BOWNES, Circuit Judge.
Plaintiff-appellant brought this product liability suit for personal injuries he suffered in 1976 while operating a metal shearing machine manufactured by Peck Stow, & Wilcox Co. (PSW-1). Appellees Veeder Industries, Inc. (Veeder) and Western Pacific Industries, Inc. (Western Pacific) are two of the four defendant corporations from which appellant seeks to recover damages. Jurisdiction is based on diversity of citizenship. The district court granted the motions of both appellees for summary judgment on the ground that neither corporation was liable as PSW-1's successor under Massachusetts law for appellant's injury. We affirm.

--

## PROMPT:
List every company the opinion excerpt above mentions by name.

--

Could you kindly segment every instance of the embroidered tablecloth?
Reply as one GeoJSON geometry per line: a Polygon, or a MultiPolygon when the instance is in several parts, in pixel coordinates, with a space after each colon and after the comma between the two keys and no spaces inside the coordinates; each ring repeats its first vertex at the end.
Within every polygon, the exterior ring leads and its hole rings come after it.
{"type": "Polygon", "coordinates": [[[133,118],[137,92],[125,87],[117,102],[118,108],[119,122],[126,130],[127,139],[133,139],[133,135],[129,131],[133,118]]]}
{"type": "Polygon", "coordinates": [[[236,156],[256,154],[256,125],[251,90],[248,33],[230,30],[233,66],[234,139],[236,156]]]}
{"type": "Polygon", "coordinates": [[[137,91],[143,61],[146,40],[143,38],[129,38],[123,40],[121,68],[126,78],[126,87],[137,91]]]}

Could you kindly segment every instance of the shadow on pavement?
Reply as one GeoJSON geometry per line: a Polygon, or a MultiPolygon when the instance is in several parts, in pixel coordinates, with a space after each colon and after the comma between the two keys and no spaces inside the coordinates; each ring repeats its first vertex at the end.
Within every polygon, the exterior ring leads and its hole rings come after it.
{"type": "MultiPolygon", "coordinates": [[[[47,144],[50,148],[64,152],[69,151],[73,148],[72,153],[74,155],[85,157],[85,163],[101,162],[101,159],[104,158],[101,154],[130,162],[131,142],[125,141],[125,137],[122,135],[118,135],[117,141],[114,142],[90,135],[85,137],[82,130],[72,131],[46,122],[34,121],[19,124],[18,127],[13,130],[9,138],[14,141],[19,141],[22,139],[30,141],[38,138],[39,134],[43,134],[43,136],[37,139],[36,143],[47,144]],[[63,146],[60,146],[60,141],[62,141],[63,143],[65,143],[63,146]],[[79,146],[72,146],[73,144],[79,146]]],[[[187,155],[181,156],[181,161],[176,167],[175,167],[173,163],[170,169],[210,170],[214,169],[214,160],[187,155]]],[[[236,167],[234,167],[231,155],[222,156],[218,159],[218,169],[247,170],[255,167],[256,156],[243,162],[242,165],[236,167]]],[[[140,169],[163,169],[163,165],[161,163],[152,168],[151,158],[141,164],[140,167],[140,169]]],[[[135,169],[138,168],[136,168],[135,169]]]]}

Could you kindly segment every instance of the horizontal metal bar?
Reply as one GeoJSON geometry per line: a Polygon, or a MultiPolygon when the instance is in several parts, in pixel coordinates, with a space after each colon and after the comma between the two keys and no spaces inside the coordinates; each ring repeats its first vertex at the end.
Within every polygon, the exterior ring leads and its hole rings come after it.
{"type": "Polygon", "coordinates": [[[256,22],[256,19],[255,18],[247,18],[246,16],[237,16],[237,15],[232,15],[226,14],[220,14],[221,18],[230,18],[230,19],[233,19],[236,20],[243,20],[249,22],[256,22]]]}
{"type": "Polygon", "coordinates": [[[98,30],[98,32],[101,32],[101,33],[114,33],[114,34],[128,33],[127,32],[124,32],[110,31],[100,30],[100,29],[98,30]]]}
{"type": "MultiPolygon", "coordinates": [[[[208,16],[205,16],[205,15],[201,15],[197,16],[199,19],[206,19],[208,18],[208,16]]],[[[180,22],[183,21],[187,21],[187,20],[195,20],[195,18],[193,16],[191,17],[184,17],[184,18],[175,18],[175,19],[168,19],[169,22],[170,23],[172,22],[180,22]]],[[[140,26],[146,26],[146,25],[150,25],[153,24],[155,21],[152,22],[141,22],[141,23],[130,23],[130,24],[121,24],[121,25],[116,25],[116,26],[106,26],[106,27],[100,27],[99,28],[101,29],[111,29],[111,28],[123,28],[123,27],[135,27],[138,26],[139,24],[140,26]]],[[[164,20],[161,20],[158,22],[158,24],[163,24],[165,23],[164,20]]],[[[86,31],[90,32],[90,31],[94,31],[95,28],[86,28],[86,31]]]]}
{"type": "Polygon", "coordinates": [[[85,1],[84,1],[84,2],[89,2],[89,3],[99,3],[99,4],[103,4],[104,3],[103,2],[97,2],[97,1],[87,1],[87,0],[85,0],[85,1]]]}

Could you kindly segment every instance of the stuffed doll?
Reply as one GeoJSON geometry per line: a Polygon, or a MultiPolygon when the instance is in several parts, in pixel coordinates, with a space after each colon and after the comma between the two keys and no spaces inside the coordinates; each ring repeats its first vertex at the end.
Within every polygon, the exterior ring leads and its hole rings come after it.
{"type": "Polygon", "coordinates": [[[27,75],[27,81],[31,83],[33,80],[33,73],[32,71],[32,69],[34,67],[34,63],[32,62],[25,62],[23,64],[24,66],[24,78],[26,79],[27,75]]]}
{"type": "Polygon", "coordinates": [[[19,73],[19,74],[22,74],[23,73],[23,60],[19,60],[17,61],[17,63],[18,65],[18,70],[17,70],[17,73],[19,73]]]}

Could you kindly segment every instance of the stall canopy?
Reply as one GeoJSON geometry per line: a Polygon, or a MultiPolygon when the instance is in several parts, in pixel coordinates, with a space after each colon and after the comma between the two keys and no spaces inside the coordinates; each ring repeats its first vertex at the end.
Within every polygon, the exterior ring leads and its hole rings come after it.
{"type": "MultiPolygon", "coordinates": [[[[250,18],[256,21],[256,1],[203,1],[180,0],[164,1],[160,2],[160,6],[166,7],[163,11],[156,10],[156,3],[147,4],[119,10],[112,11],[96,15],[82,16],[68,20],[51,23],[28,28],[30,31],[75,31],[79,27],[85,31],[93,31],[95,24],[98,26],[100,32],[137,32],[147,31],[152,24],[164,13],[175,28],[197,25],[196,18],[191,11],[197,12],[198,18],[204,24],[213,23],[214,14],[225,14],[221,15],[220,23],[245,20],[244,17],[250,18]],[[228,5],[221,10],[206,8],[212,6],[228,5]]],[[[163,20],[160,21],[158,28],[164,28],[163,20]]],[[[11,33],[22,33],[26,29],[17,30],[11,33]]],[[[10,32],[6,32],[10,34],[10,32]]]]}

--

## COMPLETE ANSWER:
Peck Stow, & Wilcox Co. (PSW-1)
Veeder Industries, Inc. (Veeder)
Western Pacific Industries, Inc. (Western Pacific)